▸ EXERCISE TEXT
My first few days back on fat tires wear the nubs off the knobs, riding on pavement. Thereafter, I huff and puff up Fleecer Ridge, barreling down the other side. Being able to descend with abandon is fantastic, but I’m not willing to sacrifice the ability to climb with vigor for some cheap thrills– I require a bike that can do it all, fast. After a few days of dreaming about normal sized wheels and tires, something happened. Finally, I can ride the Pugsley the way I want. It has taken some acclimatization, literal and figurative, and some muscle development.
Leaving Anchorage, I labored up small hills and wondered if I would regret riding a fatbike through the other three seasons. Over Denali’s passes and the Top of the World Highway, my body responded with strengthened legs. Reaching the Great Divide Route, brutish climbs reawakened those climbing muscles. At every major junction in the process of touring on a fatbike, I’ve labored under new challenges and wondered if my heavy go-anywhere bike was a good idea. And finally, after fitting fat tires this week in Bozeman, I’ve had to grow a new pair of legs to keep up with myself. I’m realizing the perceived limitations are in the rider, not the bike. Even now, there’s more to this motor than has already been realized.

▸ INFORMATION SUPPLIED
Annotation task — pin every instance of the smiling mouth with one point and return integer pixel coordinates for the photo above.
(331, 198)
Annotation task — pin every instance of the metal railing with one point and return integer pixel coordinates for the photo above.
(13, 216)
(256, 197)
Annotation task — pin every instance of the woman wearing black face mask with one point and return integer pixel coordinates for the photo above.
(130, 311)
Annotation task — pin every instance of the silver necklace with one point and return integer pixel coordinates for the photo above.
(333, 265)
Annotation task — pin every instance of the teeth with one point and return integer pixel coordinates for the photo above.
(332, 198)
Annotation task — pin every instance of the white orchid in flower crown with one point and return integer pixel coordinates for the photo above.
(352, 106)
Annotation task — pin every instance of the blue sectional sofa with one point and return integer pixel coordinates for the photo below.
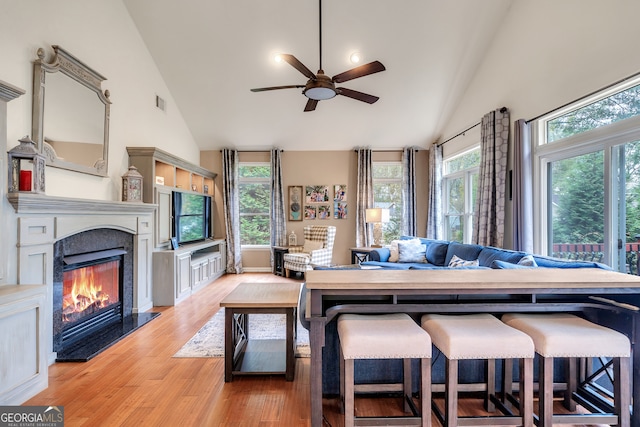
(440, 254)
(437, 254)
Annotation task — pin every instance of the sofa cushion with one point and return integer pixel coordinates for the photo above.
(528, 260)
(437, 252)
(550, 262)
(488, 254)
(459, 262)
(411, 251)
(462, 250)
(393, 251)
(498, 264)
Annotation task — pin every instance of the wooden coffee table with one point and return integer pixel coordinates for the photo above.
(245, 356)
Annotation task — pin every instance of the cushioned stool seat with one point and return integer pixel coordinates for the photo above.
(481, 336)
(384, 336)
(568, 336)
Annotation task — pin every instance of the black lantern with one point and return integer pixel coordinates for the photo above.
(132, 185)
(26, 168)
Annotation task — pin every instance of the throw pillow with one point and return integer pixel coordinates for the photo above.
(411, 251)
(528, 260)
(456, 261)
(311, 245)
(393, 251)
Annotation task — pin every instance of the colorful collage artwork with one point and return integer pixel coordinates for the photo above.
(317, 202)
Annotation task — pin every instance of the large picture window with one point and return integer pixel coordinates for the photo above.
(460, 187)
(255, 194)
(588, 179)
(387, 194)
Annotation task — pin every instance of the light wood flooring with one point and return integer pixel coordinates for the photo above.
(137, 382)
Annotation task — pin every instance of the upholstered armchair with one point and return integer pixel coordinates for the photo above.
(317, 249)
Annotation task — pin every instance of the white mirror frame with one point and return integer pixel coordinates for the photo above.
(70, 66)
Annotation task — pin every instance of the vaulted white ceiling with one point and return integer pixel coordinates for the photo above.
(212, 52)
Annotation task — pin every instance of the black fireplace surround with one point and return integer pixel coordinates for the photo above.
(98, 334)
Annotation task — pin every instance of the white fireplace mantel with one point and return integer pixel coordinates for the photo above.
(43, 220)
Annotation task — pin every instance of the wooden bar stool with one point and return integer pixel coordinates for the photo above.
(482, 336)
(384, 336)
(562, 335)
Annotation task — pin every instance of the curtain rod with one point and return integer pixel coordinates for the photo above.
(385, 151)
(502, 110)
(255, 151)
(633, 76)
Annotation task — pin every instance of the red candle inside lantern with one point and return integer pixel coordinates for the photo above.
(25, 181)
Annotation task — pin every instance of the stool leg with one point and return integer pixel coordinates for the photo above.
(572, 384)
(451, 394)
(546, 392)
(406, 375)
(342, 380)
(491, 385)
(526, 391)
(349, 394)
(622, 390)
(425, 391)
(507, 381)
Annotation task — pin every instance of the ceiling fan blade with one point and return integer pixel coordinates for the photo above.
(361, 71)
(293, 61)
(364, 97)
(262, 89)
(311, 105)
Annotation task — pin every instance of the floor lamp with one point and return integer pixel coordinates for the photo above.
(377, 216)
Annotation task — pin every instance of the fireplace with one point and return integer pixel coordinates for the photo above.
(93, 293)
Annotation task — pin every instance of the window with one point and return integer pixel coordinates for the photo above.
(387, 194)
(255, 194)
(460, 185)
(587, 179)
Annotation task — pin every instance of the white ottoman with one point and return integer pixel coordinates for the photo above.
(562, 335)
(383, 336)
(481, 336)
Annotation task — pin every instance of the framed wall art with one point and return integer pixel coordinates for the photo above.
(339, 193)
(295, 203)
(316, 194)
(310, 212)
(324, 212)
(339, 210)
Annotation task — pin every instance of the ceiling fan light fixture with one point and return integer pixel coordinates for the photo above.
(319, 93)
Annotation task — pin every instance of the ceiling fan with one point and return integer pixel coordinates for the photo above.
(320, 86)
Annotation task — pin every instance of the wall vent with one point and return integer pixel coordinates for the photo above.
(160, 103)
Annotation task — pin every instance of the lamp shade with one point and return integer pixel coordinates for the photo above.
(373, 215)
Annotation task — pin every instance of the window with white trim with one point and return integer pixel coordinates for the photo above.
(254, 188)
(387, 194)
(587, 186)
(459, 192)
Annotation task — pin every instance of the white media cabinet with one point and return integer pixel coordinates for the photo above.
(179, 273)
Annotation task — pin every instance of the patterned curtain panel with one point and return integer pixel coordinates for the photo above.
(489, 213)
(434, 217)
(364, 197)
(522, 188)
(409, 225)
(278, 232)
(231, 199)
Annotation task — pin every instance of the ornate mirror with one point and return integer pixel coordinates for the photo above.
(70, 113)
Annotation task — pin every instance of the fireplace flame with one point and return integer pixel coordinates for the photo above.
(86, 291)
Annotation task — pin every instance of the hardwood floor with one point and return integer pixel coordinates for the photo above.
(137, 382)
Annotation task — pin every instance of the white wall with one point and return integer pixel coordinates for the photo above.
(101, 34)
(549, 53)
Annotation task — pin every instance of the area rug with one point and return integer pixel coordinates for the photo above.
(209, 340)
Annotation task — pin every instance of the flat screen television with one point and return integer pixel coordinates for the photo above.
(191, 217)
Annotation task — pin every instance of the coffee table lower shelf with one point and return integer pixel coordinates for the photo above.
(261, 357)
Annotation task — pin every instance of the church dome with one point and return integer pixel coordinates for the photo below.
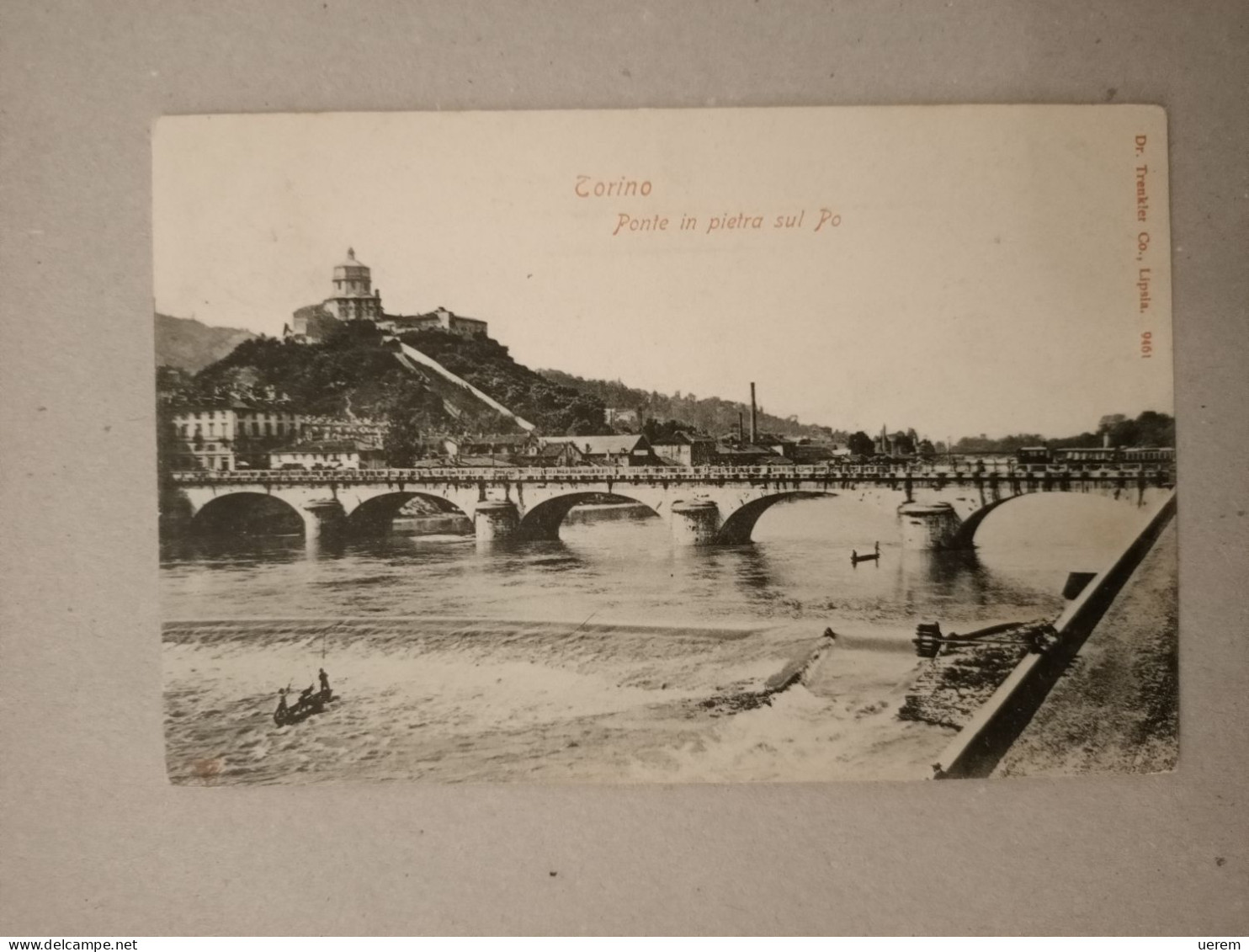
(351, 268)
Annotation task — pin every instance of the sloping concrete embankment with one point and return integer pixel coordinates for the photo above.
(410, 355)
(982, 745)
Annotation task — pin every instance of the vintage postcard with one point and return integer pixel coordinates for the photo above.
(661, 446)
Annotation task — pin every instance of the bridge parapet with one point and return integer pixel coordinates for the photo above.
(916, 475)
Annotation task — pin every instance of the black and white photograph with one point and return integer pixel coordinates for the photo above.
(666, 445)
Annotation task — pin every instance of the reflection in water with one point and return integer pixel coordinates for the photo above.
(619, 564)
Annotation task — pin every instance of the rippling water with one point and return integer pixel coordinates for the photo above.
(619, 565)
(587, 657)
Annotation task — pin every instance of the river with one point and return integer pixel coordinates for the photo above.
(596, 657)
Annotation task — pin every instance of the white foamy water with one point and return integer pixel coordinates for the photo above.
(591, 657)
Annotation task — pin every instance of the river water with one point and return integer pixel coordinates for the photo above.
(593, 657)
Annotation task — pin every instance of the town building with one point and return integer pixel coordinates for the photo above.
(355, 299)
(327, 455)
(371, 433)
(612, 450)
(438, 320)
(216, 435)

▸ EXPLORE THE MATERIAL
**1.** Write out the fatbike touring passage from "Leaving Anchorage, I" to "already been realized.".
**2.** In the fatbike touring passage, where does the writer fit fat tires this week?

▸ ANSWERS FOR THIS EXERCISE
**1.**
Leaving Anchorage, I labored up small hills and wondered if I would regret riding a fatbike through the other three seasons. Over Denali’s passes and the Top of the World Highway, my body responded with strengthened legs. Reaching the Great Divide Route, brutish climbs reawakened those climbing muscles. At every major junction in the process of touring on a fatbike, I’ve labored under new challenges and wondered if my heavy go-anywhere bike was a good idea. And finally, after fitting fat tires this week in Bozeman, I’ve had to grow a new pair of legs to keep up with myself. I’m realizing the perceived limitations are in the rider, not the bike. Even now, there’s more to this motor than has already been realized.

**2.** In Bozeman.